→ Belge Alıntısı
++++++++++++++++++++

Son nefesten önce bunu anlayabilmek. Fırsat kaçtıktan sonra anlamanın hiçbir kıymeti ve faydası yok. Bu sebeple Cenâb-ı Hak, anlatıyor, anlatıyor, anlatıyor ve insana diyor ki:

‒İster nankör ol, ister şükredenlerden ol!

Yani;

‒İster bunun kıymetini bil, ister kıymetini bilme. Bunca söyledim, söyledim, anlattım, emrettim, lutfettim, vakit verdim, fırsat verdim. İmdi ister kadrini bil, idrâk et, kul ol ve kurtul, ister ahmaklık eyleyip de hüsrana düş!

Hulâsa;

İster cennetlik ol, ister cehennemlik.

İbret:

İdrâki ve isteği rahmete râm olduğunda beşeriyet, ilâhî terbiye ile ahsen-i takvîm / varlıkların en güzeli olmakta, gaflete râm olduğunda ise aşağıların en aşağısına yuvarlanmakta. Maalesef, ilâhî terbiye olmayınca bilgi küpü de olsa insanın akıl hocası, nefsi oluyor. Hiç düşünmüyor, akılsız bir nefisten akıl hocası mı olur?

İbret:

Ebediyet yolculuğunda her kim; Cenâb-ı Hakk’ın terbiyesine girmez ve Hazret-i Peygamber -sallâllâhu aleyhi ve sellem-’in muallimliğinin rahlesine koşmaz da başka akıl hocalarının peşinde kendisini ziyan ederse; o zaman dünyası da, âhireti de vîrân olmakta, o zaman bildikleri kendisine cehâlet olarak geri dönmekte.

Hikmet:

Ömür boyu biz âciziz.

++++++++++++++++++++

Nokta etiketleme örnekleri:
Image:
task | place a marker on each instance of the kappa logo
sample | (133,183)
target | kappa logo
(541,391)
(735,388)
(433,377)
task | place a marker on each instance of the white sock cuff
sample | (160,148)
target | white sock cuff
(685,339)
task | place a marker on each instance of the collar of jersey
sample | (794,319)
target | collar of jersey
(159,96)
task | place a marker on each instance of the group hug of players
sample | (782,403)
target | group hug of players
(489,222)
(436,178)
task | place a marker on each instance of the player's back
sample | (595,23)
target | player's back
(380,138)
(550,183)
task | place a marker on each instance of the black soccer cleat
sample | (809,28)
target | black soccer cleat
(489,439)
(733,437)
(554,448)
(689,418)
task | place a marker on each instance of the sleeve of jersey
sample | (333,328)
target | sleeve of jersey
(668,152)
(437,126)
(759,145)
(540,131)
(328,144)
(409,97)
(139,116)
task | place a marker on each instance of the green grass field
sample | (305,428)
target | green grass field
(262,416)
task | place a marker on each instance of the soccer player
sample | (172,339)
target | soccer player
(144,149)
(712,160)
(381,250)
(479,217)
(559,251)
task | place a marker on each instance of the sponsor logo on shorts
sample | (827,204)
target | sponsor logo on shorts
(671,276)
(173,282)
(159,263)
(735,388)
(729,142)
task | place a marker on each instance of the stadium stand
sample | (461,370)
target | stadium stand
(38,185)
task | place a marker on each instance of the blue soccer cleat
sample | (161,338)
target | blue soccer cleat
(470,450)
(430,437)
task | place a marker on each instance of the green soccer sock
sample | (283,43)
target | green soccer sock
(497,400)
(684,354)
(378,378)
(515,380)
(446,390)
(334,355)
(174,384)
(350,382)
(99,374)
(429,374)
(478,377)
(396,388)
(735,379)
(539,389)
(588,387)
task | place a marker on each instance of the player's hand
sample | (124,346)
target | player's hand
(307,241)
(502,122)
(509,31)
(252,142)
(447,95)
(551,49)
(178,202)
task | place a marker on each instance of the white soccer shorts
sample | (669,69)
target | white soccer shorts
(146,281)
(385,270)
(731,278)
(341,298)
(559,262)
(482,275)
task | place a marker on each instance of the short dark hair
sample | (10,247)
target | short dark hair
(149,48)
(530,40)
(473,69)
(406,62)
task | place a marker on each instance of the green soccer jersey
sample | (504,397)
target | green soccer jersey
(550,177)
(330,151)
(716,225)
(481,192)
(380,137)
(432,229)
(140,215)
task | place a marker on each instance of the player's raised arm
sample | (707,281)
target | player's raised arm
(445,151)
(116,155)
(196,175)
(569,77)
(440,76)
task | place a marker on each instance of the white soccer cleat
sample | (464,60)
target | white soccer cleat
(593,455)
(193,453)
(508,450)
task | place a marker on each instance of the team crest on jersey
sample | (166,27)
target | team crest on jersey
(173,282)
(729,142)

++++++++++++++++++++

→ Alıştırma Bölümleri
a) Belge alıntısında "İdrâki ve isteği" ifadesinden "boyu biz âciziz." ifadesine kadar uzanan kısmı, "beşeriyet" yerine "insanlık" koyarak güncelle ve yeniden yaz.
b) Belge alıntısına göre ilâhî terbiye olmayınca insanın akıl hocası ne oluyor?
c) Belge alıntısını son cümlesinden sonra aynı üslupla sürdür.
Kayıtların bu işte hiçbir rolü yoktur.

→ Çözülmüş Görevler
a)
İdrâki ve isteği rahmete râm olduğunda insanlık, ilâhî terbiye ile ahsen-i takvîm / varlıkların en güzeli olmakta, gaflete râm olduğunda ise aşağıların en aşağısına yuvarlanmakta. Maalesef, ilâhî terbiye olmayınca bilgi küpü de olsa insanın akıl hocası, nefsi oluyor. Hiç düşünmüyor, akılsız bir nefisten akıl hocası mı olur?

İbret:

Ebediyet yolculuğunda her kim; Cenâb-ı Hakk’ın terbiyesine girmez ve Hazret-i Peygamber -sallâllâhu aleyhi ve sellem-’in muallimliğinin rahlesine koşmaz da başka akıl hocalarının peşinde kendisini ziyan ederse; o zaman dünyası da, âhireti de vîrân olmakta, o zaman bildikleri kendisine cehâlet olarak geri dönmekte.

Hikmet:

Ömür boyu biz âciziz.

b) İnsanın nefsi oluyor.

c)
Rabbimiz’in terbiyesini, Hazret-i Peygamber -sallâllâhu aleyhi ve sellem- Efendimiz’in yaptığı gibi hem beğenip, hem sevip, hem de kendimizi ona teslim etmek sûretiyle gerçek kulluğu yaşamak zarurî. O zaman dünyamız da hakikaten bambaşka olur ebediyetimiz de. Nebevî bir hayat ve canlı bir Kur’ân olarak yaşamak, işte bu idi!

Unutmamalı ki;

Elimizden alındıktan sonra bir daha bu fânî ömrü yaşamayacağız. Son anda aklımız başımıza gelirse, -ki gelecek- geri dönme fırsatımız hiç olmayacak. Defter kapandı mı, bir daha açılmayacak. Gözler kapandı mı, onlar artık bu dünyaya bir daha açılmayacak. Kulaklar kapandı mı, bir daha bu dünyaya açılmayacak.

O hâlde;

Fırsat eldeyken, kara toprağa gömülüp gitmeden önce idrakler uyanmalı, kudret ve hiçlik nedir, kavranmalı.

Mâlûm;

İnsan, bir sürü hesap-kitap yapar. Devamlı sûrette;

‒Şöyle yapsam olur, böyle yapsam olur, der durur.

Heyhat;

Olmaz, ne yazık ki olmaz.

Dünya da âhiret de kullar da Allâh’ın. İçinde Hakk’ın olmadığı içi boş hesaplar ve plânlardan, gaflet ve keyiflerden insana huzur ve kurtuluş müjdesi çıkmaz. Çıkmaz da, nice aldatıcı «çıkar»lar ve «olur»lar her köşede pusu kurmuş. Onların tuzaklarına düşmeyenlere ne mutlu!

Devamlı hatırda tutmalı:

İlâhî huzurdaki hesâbı, gafilâne hesaplarla tutturmak mümkün değil. Dünyevî terazilerle kulun uhrevî hesâbı tutmaz!

Kaldı ki;

Sadece hesap-kitapla hak ederek cennete girebilmek ne mümkün! Ne yapsak, yetmez. Hani; «Evdeki hesap çarşıya uymaz!» derler ya, aynı şekilde dünyadaki gafilâne bir hesap da âhirete uymaz!

Peki;

Ebedî bir hesâba giderken muhâsebe ölçümüz ne olacak?

Ancak;

Rahmet-i ilâhiyye. Allâh’ın sonsuz rahmeti.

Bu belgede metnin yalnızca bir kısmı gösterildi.